- _Stated exercise A_
In the post about getting published, rewrite the paragraph beginning "I've been putting off the final formatting" more briefly, keeping its main facts.
- _Stated exercise B_
Answer these questions from the post about getting published:
(i) To which site is Hidden Boundaries to be uploaded?
(ii) Which program is the writer learning to use in place of Word?
(iii) What cover width did the guide first recommend, and what width does it recommend now?
- _Stated exercise C_
From the post about getting published, reproduce word for word the part that opens with the words containing "Now I’m figuring" and closes with "to deal with.".
==== Reading text
Getting Published – Maybe soon?

I’ve been putting off the final formatting of Hidden Boundaries, and preparing it to be uploaded to Smashwords. Waiting for the cover. Waiting for… Waiting. But it may happen this week, so today is devoted to what will probably always be my least favorite part of writing novels. First job was to reread the Smashwords style guide and copy the most important bits to a text file for easy reference. At least I won’t have to do that again.

Now I’m figuring out how to use Open Office, since Smashwords’ instructions are all for Word. Curses. But once I have it, that’s another part of publishing that will be easier to deal with.

A little bonus of reading the guide more closely is that I found the answers to a couple of questions. Why had the guide changed the original recommendation of a 600 pixel width for covers to 500 pixels? Turns out that small screens like those on phones and the iPod Touch will cut off the larger graphics. I also wondered why the ePubs of some books showed the cover twice. It turns out to be the difference between making the cover the first page of the book or uploading it separately. Aargh, that’s one detail I didn’t copy, and am too lazy to look for right now, but there are different requirement for PDFs and one of the other formats. If you don’t do it correctly, the PDF version won’t show the cover. Go look it up for yourself if you really need to know.
========
==== Entries supplied
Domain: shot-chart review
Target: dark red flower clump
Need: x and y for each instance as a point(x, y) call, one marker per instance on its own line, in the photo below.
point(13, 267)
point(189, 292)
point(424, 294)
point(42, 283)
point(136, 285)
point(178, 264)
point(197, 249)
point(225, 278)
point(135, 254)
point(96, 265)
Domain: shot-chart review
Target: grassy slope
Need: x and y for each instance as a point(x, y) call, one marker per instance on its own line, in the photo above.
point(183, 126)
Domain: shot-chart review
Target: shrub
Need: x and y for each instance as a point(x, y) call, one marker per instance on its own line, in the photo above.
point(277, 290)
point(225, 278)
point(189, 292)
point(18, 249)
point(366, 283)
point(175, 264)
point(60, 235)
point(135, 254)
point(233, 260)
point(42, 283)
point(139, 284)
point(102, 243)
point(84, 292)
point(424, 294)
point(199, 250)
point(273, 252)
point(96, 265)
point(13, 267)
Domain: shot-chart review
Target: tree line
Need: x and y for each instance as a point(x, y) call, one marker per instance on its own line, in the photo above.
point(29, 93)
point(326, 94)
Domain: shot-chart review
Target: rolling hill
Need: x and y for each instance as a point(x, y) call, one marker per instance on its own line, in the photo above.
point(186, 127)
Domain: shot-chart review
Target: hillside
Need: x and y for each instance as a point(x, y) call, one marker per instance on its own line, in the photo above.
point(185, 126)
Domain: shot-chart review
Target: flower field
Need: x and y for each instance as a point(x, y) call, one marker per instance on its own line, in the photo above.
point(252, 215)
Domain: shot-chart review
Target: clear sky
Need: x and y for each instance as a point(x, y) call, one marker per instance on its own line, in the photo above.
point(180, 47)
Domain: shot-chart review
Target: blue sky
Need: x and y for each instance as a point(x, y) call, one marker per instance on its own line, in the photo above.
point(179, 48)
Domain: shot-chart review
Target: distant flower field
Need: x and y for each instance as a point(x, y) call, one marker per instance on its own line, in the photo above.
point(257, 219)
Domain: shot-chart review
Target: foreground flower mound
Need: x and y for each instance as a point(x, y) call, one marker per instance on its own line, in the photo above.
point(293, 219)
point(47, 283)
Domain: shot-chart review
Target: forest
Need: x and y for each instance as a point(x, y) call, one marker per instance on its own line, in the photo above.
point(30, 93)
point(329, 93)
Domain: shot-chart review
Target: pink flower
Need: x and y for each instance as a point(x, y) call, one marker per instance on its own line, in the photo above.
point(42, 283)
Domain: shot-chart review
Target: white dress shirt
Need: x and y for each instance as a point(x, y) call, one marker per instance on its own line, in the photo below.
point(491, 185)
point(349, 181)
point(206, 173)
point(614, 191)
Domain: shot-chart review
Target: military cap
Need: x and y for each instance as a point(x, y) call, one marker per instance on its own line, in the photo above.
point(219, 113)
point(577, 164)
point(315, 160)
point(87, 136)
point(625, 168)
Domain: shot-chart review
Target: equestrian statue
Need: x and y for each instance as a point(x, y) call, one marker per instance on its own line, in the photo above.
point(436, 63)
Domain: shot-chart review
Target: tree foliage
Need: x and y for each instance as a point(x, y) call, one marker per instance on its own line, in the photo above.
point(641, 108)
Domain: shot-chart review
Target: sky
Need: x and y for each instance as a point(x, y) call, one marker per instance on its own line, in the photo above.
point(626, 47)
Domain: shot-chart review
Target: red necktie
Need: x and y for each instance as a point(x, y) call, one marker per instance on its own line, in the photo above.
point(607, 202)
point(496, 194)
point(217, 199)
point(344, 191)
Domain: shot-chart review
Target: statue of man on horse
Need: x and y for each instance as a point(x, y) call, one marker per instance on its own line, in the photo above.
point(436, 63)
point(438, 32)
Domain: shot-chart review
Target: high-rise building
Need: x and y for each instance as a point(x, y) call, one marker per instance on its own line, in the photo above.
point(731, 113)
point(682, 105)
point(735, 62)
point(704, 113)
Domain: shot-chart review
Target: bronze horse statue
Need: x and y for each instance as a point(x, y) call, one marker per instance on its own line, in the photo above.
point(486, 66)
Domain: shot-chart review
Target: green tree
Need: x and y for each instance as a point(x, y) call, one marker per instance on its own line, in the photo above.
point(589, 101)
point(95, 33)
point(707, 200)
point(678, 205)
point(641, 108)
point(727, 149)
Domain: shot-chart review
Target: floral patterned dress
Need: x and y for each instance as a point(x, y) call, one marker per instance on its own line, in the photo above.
========
- _Exercise output A_
The writer has delayed formatting Hidden Boundaries and preparing it for upload to Smashwords while waiting on the cover. Because it may be ready this week, the day is devoted to this least favorite part of novel writing. The first step was to reread the Smashwords style guide and save its key points in a text file for future reference.

- _Exercise output B_
(i) Smashwords
(ii) Open Office
(iii) It first recommended 600 pixels and now recommends 500 pixels.

- _Exercise output C_
Now I’m figuring out how to use Open Office, since Smashwords’ instructions are all for Word. Curses. But once I have it, that’s another part of publishing that will be easier to deal with.